Can you change "Localize" to "Locate" in the stretch from the line containing "Localize concrete ledge." through the line containing "[157, 47, 243, 129]", leave everything else in those lines the same, and return only that stretch?
★ ★ ★ ★ ★
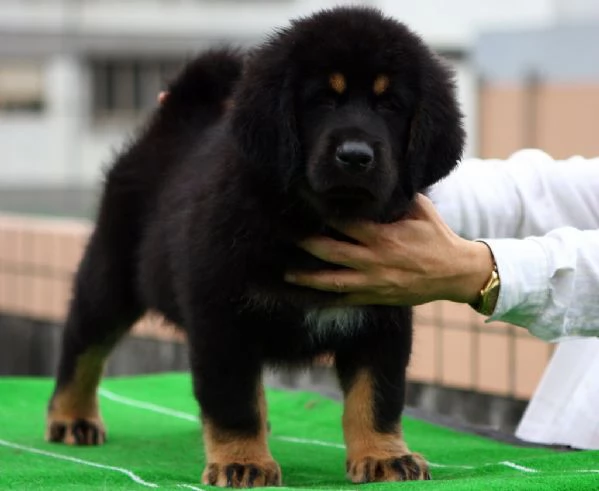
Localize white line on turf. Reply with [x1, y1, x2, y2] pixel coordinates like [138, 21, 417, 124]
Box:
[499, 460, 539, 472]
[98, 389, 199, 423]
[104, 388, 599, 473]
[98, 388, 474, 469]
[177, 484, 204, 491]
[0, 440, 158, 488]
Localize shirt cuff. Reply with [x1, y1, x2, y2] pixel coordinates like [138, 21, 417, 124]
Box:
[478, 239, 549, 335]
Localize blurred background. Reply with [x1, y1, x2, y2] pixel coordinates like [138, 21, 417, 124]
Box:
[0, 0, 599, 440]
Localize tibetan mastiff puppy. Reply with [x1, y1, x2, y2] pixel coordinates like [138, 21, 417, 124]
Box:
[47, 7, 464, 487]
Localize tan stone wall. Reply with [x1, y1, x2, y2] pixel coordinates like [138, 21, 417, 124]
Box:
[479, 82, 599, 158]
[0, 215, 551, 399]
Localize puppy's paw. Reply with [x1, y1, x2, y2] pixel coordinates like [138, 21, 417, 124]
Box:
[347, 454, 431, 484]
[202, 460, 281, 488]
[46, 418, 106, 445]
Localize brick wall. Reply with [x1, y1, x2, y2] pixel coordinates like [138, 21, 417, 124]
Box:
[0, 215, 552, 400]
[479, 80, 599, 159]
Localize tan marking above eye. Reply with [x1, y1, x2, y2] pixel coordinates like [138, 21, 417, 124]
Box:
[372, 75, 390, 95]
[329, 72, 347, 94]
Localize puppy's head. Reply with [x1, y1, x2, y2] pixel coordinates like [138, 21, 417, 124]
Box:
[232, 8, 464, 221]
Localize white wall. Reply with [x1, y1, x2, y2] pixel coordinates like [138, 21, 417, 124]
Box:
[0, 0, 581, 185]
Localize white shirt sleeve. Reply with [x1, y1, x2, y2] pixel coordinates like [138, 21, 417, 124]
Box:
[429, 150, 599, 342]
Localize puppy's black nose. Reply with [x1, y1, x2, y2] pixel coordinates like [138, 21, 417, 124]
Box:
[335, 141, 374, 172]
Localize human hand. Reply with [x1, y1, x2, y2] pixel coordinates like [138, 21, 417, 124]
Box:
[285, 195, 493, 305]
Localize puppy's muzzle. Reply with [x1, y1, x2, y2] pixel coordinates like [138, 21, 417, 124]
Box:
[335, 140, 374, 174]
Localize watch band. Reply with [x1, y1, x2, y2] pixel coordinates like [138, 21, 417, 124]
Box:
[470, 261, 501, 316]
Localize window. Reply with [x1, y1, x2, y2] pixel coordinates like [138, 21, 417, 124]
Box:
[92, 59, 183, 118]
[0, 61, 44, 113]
★ ★ ★ ★ ★
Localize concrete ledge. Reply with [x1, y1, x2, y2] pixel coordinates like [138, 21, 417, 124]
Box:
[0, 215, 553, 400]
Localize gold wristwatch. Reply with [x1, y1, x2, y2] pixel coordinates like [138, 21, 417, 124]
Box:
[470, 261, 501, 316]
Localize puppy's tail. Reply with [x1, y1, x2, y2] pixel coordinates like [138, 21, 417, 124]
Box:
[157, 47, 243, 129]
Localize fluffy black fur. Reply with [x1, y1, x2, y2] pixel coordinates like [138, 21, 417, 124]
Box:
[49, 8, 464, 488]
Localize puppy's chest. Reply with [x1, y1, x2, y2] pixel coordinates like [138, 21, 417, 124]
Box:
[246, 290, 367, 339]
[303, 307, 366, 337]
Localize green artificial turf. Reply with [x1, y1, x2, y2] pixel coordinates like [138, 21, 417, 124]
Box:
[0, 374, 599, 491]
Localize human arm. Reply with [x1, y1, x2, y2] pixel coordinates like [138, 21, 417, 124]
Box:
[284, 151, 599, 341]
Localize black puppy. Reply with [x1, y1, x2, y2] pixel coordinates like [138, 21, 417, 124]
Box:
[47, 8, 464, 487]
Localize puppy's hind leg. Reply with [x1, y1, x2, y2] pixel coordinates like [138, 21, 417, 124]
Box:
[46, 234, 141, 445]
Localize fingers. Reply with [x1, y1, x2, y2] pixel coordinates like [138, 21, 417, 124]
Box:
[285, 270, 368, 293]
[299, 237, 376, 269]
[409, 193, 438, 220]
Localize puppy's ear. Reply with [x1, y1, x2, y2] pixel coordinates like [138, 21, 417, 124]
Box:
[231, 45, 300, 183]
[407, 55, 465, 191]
★ ★ ★ ★ ★
■ EXERCISE RESPONSE:
Locate concrete ledge. Reply with [x1, y1, x2, y2] pixel coordinates like [138, 21, 417, 124]
Box:
[0, 215, 553, 400]
Locate gold wristwatch. Reply with [x1, y1, x2, y2] pixel coordinates like [138, 21, 417, 124]
Box:
[470, 261, 501, 316]
Locate puppy's tail. Reply with [x1, y1, x2, y2] pixel coordinates like [138, 21, 417, 124]
Box:
[157, 47, 243, 129]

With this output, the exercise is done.